◆ Source ◆
Some electronic devices (e.g., cellular phones, smartphones, audio
recorders, camcorders, computers, etc.) utilize audio signals.
These electronic devices may encode, store and/or transmit the
audio signals. For example, a smartphone may obtain, encode and
transmit a speech signal for a phone call, while another smartphone
may receive and decode the speech signal.
However, particular challenges arise in encoding, transmitting and
decoding of audio signals. For example, an audio signal may be
encoded in order to reduce the amount of bandwidth required to
transmit the audio signal. Inefficient encoding can utilize more
bandwidth than is needed to accurately represent an audio signal.
As can be observed from this discussion, systems and methods that
improve encoding and decoding may be beneficial.
SUMMARY
A method for quantizing phase information on an electronic device
is described. The method includes obtaining a speech signal. The
method also includes determining a prototype pitch period signal
based on the speech signal. The method further includes
transforming the prototype pitch period signal into a first
frequency-domain signal. The method additionally includes mapping
the first frequency-domain signal into a plurality of subbands. The
method also includes determining a global alignment based on the
first frequency-domain signal. The method further includes
quantizing the global alignment utilizing scalar quantization to
obtain a quantized global alignment. The method additionally
includes determining a plurality of band alignments corresponding
to the plurality of subbands. The method also includes quantizing
the plurality of band alignments utilizing vector quantization to
obtain a quantized plurality of band alignments. The method further
includes transmitting the quantized global alignment and the
quantized plurality of band alignments. Transforming the prototype
pitch period signal may include determining a discrete-time Fourier
series of the prototype pitch period signal or performing a
discrete Fourier transform on the prototype pitch period signal.
Mapping the first frequency-domain signal may be based on a length
of the first frequency-domain signal.
The method may include determining an amplitude for each of the
plurality of subbands. The method may also include determining a
second frequency-domain signal based on an amplitude-quantized
prototype pitch period signal. A length of the second
frequency-domain signal may be equal to a length of the first
frequency-domain signal. Determining the global alignment may be
based on a correlation between the first frequency-domain signal
and the second frequency-domain signal.

◆ Set problem 1 ◆
Update part of the audio encoding text, beginning at "These electronic devices" and stopping after "decode the speech signal.", so that "smartphone" becomes "mobile phone".
The records that come next are unrelated to the audio encoding text.

Coordinate labeling data
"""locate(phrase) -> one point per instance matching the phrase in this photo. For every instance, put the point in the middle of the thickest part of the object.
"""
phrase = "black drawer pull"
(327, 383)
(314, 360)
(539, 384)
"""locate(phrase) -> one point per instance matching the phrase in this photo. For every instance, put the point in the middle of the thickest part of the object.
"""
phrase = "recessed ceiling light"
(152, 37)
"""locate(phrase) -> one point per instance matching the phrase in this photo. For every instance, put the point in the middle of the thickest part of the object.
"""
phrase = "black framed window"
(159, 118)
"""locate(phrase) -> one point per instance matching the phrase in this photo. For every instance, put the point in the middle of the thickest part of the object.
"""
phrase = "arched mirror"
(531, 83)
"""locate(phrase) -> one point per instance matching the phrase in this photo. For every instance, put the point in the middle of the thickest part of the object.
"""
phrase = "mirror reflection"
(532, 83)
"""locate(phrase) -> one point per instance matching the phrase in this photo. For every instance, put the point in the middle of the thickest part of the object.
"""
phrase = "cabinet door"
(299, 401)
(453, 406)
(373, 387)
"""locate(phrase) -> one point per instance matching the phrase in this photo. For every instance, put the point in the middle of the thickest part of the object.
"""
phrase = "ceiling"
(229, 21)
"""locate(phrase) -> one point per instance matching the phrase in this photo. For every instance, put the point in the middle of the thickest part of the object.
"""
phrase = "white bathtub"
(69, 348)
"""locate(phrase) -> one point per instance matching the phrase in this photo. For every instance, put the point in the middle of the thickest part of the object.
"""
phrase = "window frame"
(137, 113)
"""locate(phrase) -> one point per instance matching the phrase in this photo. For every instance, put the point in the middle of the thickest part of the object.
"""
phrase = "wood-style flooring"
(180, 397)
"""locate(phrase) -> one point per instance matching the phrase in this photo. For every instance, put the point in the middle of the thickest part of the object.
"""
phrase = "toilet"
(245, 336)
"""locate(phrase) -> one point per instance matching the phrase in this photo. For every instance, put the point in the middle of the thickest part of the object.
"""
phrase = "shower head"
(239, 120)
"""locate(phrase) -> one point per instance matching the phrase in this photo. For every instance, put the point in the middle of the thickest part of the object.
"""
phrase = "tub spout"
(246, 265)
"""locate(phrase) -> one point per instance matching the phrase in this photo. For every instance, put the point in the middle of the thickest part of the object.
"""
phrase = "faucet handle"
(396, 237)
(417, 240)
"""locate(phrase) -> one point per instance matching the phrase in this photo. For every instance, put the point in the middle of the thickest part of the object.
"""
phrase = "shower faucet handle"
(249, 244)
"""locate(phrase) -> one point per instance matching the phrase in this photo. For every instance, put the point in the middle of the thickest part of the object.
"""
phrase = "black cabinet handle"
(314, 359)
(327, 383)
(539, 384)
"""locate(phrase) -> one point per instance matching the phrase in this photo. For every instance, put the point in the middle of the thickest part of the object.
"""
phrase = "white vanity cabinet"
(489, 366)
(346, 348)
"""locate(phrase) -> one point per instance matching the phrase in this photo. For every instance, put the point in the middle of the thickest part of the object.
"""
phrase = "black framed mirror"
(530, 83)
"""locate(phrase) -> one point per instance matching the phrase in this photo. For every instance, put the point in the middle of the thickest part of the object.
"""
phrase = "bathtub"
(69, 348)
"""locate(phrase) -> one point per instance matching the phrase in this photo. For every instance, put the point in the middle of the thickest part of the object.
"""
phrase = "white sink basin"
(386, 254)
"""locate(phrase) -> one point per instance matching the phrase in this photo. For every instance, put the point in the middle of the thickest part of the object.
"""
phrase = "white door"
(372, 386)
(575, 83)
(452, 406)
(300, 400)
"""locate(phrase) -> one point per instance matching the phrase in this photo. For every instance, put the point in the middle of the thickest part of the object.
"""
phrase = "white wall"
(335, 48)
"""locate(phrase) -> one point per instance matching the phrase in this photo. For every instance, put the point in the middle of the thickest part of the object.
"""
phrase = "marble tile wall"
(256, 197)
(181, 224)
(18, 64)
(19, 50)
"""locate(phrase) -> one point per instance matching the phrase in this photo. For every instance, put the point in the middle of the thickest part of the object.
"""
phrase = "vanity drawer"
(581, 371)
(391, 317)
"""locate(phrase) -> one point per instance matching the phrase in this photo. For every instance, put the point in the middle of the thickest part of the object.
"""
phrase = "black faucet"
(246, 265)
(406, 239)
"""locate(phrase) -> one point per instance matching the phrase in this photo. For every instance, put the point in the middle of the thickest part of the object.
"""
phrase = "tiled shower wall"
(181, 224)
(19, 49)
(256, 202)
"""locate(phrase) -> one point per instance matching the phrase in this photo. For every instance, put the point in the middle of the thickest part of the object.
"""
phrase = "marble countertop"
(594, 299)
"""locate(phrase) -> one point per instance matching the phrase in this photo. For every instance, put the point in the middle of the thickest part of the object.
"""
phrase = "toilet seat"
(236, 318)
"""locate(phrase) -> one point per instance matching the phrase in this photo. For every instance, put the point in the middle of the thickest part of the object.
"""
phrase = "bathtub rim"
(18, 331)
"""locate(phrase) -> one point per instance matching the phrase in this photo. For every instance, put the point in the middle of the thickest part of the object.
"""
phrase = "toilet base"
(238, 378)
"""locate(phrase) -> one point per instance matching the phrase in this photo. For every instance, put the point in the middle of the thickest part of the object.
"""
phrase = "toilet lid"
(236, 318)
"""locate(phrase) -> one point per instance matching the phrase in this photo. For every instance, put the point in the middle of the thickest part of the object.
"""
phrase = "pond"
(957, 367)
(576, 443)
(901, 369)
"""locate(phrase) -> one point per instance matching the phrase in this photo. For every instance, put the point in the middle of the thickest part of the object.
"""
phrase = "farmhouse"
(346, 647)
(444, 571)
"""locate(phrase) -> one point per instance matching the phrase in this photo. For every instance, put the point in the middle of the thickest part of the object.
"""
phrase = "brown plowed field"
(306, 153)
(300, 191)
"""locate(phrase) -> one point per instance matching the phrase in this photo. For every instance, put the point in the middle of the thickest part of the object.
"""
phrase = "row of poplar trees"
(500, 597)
---
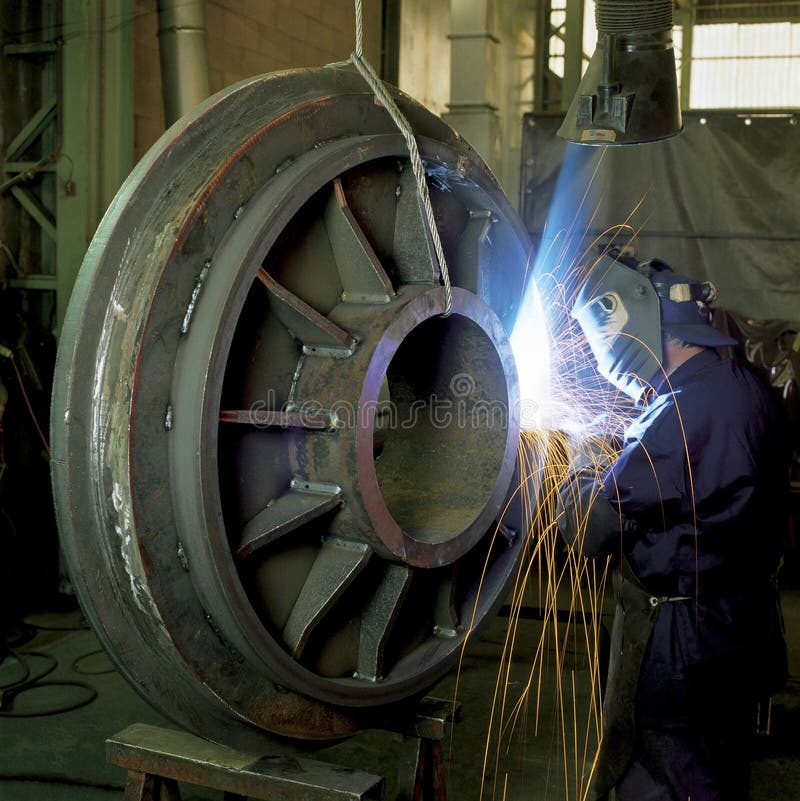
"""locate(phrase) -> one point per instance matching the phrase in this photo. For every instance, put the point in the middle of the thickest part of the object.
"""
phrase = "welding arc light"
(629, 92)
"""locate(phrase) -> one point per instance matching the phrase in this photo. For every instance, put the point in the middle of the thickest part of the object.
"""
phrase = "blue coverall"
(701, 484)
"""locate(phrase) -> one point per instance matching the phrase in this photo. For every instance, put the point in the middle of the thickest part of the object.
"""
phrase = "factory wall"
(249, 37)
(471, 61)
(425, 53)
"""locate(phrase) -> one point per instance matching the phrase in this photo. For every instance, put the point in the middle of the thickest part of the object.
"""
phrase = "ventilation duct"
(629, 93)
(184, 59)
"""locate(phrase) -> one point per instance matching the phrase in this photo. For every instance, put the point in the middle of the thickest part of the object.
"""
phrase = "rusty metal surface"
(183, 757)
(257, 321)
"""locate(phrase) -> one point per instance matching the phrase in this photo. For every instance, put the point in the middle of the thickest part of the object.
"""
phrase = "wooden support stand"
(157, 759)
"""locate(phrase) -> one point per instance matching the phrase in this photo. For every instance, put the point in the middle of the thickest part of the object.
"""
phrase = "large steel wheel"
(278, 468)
--
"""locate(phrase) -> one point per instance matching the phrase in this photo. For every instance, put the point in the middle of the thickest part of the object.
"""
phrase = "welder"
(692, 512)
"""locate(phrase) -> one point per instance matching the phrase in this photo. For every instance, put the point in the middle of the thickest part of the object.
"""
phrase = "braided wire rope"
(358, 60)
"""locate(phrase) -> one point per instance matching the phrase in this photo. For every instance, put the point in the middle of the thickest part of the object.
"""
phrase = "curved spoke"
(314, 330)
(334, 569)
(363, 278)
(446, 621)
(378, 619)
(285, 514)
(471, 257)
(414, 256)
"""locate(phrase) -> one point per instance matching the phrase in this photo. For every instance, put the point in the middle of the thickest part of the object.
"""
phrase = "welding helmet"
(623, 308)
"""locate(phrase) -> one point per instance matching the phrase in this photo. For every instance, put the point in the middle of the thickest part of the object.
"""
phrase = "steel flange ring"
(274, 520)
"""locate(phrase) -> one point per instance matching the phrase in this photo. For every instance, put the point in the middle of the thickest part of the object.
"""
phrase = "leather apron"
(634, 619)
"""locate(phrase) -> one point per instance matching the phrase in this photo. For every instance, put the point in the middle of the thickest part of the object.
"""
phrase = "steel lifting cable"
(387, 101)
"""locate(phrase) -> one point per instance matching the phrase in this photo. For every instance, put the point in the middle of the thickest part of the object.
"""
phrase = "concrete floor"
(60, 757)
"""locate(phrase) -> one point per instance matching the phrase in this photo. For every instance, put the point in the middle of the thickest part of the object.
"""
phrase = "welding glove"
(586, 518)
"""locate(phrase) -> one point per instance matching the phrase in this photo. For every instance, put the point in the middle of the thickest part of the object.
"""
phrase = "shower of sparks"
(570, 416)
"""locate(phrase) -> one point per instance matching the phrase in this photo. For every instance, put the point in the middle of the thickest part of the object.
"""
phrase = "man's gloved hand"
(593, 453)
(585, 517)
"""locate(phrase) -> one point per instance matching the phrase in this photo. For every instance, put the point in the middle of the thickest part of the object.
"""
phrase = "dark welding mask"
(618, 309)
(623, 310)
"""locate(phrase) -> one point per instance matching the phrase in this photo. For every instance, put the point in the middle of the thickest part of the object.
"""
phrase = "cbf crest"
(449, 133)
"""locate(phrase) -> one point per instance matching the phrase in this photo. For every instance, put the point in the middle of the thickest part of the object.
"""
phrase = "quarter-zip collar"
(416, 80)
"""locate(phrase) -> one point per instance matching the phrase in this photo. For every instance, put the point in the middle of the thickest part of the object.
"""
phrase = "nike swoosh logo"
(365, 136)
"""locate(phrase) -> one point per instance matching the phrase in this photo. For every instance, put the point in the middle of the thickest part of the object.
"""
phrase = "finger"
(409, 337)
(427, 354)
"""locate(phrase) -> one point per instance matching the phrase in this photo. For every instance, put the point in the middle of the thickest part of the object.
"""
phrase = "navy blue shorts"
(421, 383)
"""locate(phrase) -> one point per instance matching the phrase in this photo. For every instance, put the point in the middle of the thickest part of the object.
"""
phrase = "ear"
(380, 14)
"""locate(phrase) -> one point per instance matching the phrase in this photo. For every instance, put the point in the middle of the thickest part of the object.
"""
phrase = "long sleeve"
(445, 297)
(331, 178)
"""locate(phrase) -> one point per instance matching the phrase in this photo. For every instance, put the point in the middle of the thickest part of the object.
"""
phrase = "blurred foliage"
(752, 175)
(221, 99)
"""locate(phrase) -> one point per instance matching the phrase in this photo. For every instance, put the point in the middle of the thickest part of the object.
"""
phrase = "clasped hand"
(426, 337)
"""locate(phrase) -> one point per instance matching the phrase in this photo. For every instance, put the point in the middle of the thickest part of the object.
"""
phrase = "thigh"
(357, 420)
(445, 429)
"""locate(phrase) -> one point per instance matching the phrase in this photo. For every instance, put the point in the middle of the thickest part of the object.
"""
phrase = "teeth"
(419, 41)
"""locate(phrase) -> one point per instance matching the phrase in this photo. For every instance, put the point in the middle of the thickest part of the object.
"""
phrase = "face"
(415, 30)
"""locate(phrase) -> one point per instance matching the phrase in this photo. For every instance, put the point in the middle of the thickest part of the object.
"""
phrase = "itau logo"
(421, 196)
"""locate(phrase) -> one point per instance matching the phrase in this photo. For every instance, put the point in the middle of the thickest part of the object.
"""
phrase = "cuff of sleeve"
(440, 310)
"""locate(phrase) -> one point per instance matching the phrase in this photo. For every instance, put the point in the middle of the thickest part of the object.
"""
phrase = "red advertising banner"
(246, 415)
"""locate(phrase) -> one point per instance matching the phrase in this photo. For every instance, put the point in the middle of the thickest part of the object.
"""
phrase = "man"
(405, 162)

◆ Set problem 2 ◆
Collect every line of the records that contains the string "sleeve", with case counting.

◆ Exercise result 1 ◆
These electronic devices may encode, store and/or transmit the
audio signals. For example, a mobile phone may obtain, encode and
transmit a speech signal for a phone call, while another mobile phone
may receive and decode the speech signal.

◆ Exercise result 2 ◆
phrase = "long sleeve"
phrase = "cuff of sleeve"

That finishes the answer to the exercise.